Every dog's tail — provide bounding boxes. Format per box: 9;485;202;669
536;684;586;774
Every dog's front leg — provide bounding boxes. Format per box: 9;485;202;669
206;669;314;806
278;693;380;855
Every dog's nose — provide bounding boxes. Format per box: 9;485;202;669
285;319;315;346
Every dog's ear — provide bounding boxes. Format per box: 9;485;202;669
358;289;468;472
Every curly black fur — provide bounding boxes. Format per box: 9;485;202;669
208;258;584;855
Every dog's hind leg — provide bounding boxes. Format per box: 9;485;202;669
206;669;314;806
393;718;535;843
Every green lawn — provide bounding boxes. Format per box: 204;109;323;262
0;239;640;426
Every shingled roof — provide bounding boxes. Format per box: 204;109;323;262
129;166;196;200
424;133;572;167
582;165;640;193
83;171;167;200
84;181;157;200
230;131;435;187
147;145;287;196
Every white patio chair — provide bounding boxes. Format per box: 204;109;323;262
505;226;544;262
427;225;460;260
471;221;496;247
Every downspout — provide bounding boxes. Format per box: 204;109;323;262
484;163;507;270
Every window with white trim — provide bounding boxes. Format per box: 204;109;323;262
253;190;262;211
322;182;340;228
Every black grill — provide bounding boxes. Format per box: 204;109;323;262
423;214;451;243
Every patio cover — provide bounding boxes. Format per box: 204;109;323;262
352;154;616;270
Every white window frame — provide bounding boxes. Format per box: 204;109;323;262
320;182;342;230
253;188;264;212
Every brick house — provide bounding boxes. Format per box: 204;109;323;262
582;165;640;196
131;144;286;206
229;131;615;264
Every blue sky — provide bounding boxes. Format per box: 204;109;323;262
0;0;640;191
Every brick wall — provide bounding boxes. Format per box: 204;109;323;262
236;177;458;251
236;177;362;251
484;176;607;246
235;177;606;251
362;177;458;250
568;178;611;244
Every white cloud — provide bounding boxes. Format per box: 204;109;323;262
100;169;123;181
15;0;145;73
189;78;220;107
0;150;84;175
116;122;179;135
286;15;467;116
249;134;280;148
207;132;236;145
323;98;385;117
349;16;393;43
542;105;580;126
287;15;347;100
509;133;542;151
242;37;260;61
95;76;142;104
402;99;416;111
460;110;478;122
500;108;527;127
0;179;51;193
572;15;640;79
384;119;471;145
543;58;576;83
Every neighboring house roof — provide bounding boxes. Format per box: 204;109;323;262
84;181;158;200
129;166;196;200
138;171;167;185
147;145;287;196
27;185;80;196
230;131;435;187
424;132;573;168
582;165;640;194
++++++++++
* _Requisitos da tarefa_
Reescreva todos os itens acima como um CSV de duas colunas, consulta e resultado, com uma linha por item. A coluna consulta leva o texto do item e a coluna resultado leva a resposta, cada um num único campo entre aspas, com as quebras de linha substituídas por espaços.

* _Resposta correta_
consulta,resultado
"Every dog's tail — provide bounding boxes. Format per box: 9;485;202;669","536;684;586;774"
"Every dog's front leg — provide bounding boxes. Format per box: 9;485;202;669","206;669;314;806 278;693;380;855"
"Every dog's nose — provide bounding boxes. Format per box: 9;485;202;669","285;319;315;346"
"Every dog's ear — provide bounding boxes. Format per box: 9;485;202;669","358;289;468;472"
"Every curly black fur — provide bounding boxes. Format per box: 9;485;202;669","208;258;584;855"
"Every dog's hind leg — provide bounding boxes. Format per box: 9;485;202;669","206;669;314;806 393;718;535;843"
"Every green lawn — provide bounding boxes. Format per box: 204;109;323;262","0;239;640;426"
"Every shingled roof — provide bounding boxes. Format per box: 204;109;323;262","129;166;196;200 424;133;572;167 582;165;640;193 83;171;167;200 84;181;157;200 230;131;435;187 147;145;287;196"
"Every white patio chair — provide bounding boxes. Format per box: 204;109;323;262","505;226;544;262 427;225;460;260 471;221;496;247"
"Every downspout — provide bounding boxes. Format per box: 204;109;323;262","484;163;507;270"
"Every window with white trim — provide bounding boxes. Format per box: 204;109;323;262","253;190;262;211 322;182;340;228"
"Every black grill — provide bounding boxes. Format per box: 204;109;323;262","423;214;451;243"
"Every patio cover — provide bounding boxes. Format per box: 204;109;323;262","352;154;616;270"
"Every white window frame — provide bounding boxes. Format per box: 204;109;323;262","320;182;342;230 253;188;264;212"
"Every brick house — provide bounding boxes. Format per box: 204;109;323;262","582;165;640;196 131;144;286;206 229;131;615;264"
"Every blue sky — provide bounding boxes. Format per box: 204;109;323;262","0;0;640;191"
"Every brick wall — provide bounding boxes. Format per box: 204;109;323;262","236;177;458;251 236;177;362;251 484;176;607;246 235;177;606;251 362;177;458;250 568;178;611;244"
"Every white cloud — provide bounding boxes. Format per box: 204;109;323;262","100;169;123;181 15;0;145;73 189;78;220;107 0;150;84;175 116;122;179;135 286;15;467;116 249;134;280;148 207;132;236;145 323;98;385;117 349;16;393;43 542;105;580;126 287;15;347;100 509;133;542;151 242;37;260;61 95;76;142;104 402;99;416;111 460;110;478;122 500;108;527;127 0;179;51;193 572;15;640;79 384;119;471;145 543;58;576;83"
"Every neighboring house roof — provide bounding boxes. Format per box: 204;109;323;262","84;181;158;200 129;166;196;200 138;171;167;185 147;145;287;196 27;185;80;196 230;131;435;187 424;132;573;168 582;165;640;194"